• _TRECHO DO TEXTO_:
O emblemático legado de José Saramago



ANTONIOCARLOS LUA

O saudoso escritor, romancista, poeta e tradutor, José Saramago (1922/2010), agraciado, em vida, com o Prêmio Nobel de Literatura (1998) e o Prêmio Camões (1995) – ambos de reconhecimento internacional – completará, em 18 de junho deste ano, 14 anos distante do mundo terreno da literatura. 

O escritor – que também era jornalista com atuação em veículos de imprensa como comentarista político – iniciou sua atividade literária em 1947, com o romance “Terra do Pecado”. Em 1980, alcançou notoriedade com o livro “Levantado do Chão”. Anos depois o sucesso se repetiu com “Memorial do Convento”.

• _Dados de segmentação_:
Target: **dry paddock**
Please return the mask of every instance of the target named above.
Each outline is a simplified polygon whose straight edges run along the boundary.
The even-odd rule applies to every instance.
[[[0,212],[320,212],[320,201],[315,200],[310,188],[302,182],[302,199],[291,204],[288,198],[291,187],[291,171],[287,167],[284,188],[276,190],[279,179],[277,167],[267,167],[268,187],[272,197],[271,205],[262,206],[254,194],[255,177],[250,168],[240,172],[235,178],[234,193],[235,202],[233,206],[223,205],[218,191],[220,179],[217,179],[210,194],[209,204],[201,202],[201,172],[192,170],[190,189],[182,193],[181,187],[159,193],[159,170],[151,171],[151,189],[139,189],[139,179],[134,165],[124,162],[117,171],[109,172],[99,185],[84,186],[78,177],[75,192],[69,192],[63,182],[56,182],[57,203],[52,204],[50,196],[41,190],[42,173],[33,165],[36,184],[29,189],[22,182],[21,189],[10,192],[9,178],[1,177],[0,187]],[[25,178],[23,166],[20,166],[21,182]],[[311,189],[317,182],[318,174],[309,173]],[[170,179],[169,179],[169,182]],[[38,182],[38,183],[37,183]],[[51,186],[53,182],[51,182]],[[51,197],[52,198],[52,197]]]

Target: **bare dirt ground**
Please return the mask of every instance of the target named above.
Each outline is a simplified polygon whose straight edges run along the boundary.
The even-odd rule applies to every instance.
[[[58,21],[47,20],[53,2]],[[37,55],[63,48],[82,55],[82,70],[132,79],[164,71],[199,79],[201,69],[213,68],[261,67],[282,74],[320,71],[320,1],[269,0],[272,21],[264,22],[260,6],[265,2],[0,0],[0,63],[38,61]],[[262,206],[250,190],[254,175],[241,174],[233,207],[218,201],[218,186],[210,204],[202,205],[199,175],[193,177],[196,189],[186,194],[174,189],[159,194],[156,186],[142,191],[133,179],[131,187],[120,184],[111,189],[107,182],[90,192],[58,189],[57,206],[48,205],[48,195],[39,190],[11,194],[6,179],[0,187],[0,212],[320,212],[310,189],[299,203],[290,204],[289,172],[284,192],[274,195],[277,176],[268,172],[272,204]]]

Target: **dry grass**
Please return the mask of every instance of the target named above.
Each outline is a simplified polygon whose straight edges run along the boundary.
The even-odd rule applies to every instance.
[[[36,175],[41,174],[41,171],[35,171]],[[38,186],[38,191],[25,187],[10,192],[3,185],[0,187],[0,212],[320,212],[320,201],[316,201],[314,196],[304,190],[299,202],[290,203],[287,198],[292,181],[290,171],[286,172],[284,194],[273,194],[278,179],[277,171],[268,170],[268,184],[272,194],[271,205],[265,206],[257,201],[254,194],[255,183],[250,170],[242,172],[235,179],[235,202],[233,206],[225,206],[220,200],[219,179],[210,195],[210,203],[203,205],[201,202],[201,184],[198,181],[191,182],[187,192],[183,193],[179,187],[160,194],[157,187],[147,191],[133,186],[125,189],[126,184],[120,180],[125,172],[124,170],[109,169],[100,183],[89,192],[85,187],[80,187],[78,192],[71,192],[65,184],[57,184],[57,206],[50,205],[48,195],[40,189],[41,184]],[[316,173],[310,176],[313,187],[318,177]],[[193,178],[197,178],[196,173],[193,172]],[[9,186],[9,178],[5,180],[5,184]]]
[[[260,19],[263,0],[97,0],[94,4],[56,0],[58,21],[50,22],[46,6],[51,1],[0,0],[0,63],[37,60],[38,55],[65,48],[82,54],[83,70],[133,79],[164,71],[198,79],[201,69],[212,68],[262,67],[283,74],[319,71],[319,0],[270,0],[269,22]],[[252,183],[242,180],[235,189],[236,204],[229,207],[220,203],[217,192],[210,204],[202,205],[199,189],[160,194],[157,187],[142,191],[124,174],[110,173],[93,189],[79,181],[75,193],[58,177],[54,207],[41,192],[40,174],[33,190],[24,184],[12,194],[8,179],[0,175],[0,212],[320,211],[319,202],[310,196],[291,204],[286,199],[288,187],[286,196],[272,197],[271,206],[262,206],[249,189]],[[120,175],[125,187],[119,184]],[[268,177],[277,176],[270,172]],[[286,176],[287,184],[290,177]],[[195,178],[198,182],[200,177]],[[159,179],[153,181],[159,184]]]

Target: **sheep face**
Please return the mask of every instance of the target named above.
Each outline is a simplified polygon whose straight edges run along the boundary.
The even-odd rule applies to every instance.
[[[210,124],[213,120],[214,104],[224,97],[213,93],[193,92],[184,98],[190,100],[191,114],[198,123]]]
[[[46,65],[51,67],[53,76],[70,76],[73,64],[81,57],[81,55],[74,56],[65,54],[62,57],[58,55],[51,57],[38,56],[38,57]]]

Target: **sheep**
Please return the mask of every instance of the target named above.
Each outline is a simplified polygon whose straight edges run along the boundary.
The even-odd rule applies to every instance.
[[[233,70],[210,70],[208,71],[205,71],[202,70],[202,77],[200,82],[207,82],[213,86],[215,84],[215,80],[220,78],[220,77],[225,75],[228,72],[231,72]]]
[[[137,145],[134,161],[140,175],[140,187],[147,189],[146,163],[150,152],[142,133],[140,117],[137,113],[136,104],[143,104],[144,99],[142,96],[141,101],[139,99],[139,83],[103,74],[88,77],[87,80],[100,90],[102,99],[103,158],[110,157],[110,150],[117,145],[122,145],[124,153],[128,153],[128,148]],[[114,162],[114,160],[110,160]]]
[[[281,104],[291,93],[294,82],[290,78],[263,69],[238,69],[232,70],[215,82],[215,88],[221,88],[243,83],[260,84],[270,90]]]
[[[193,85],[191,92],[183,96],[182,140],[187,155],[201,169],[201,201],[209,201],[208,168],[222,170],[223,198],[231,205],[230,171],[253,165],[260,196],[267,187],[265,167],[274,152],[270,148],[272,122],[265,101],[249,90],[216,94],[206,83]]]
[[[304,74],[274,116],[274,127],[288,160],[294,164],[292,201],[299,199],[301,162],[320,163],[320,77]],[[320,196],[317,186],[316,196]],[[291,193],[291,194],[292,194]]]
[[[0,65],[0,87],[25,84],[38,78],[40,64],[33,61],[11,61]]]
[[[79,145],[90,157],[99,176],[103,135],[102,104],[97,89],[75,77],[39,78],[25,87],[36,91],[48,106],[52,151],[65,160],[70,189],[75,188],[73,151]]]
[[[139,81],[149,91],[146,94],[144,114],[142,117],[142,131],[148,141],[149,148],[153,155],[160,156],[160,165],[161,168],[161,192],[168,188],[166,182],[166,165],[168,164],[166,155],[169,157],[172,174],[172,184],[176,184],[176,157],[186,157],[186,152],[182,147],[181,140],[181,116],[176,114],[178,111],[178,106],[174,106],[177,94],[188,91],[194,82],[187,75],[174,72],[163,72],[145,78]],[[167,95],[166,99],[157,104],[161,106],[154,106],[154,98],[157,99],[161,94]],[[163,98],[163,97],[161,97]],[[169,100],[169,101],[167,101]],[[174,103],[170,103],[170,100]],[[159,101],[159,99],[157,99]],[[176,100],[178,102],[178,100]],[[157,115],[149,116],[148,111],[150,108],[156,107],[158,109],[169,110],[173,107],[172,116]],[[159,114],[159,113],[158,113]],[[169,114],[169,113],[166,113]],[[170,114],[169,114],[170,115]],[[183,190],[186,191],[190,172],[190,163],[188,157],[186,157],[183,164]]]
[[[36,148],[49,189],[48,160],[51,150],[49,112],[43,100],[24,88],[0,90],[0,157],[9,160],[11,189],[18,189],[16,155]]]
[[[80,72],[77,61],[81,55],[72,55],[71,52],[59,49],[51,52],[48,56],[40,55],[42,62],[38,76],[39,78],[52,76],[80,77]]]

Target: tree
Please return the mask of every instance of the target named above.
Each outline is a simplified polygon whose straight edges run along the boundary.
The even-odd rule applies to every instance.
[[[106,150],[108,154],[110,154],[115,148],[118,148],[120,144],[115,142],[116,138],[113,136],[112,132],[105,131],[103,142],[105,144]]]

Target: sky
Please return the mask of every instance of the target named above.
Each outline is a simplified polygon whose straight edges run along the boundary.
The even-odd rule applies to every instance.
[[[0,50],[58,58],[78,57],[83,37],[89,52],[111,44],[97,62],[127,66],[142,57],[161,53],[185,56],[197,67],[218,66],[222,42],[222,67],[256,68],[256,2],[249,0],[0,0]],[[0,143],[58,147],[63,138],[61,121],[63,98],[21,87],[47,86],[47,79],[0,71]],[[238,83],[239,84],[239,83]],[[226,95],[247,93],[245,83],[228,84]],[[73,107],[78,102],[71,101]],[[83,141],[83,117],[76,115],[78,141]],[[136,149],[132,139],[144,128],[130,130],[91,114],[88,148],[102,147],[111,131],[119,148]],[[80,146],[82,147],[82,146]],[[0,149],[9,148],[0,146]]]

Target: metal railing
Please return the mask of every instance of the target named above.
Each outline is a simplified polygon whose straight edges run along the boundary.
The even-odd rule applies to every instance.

• _O QUE FAZER_:
**a.** Segundo o texto sobre o legado de José Saramago, com qual romance o escritor iniciou sua atividade literária?
**b.** Prossiga o texto sobre o legado de José Saramago a partir da última frase apresentada.

• _PROBLEMAS RESOLVIDOS_:
**a.** Com o romance "Terra do Pecado", em 1947.

**b.**
Em sua trajetória na literatura, Saramago procurou destacar o fator humano que se esconde por detrás dos acontecimentos mais díspares. Escritor produtivo, publicou diários, romances, contos, peças teatrais, crônicas e poemas, eivados de aflição intelectual, de inconformismo, de denúncia e de insaciável fome de justiça social. 

Em 1980, alcançou notoriedade com o livro “Levantado do Chão”. Anos depois o sucesso se repetiu com “Memorial do Convento”. O seu reconhecimento na literatura veio com o controverso romance ‘O Evangelho segundo Jesus Cristo’, no qual ele mergulha profundamente em assuntos teológicos.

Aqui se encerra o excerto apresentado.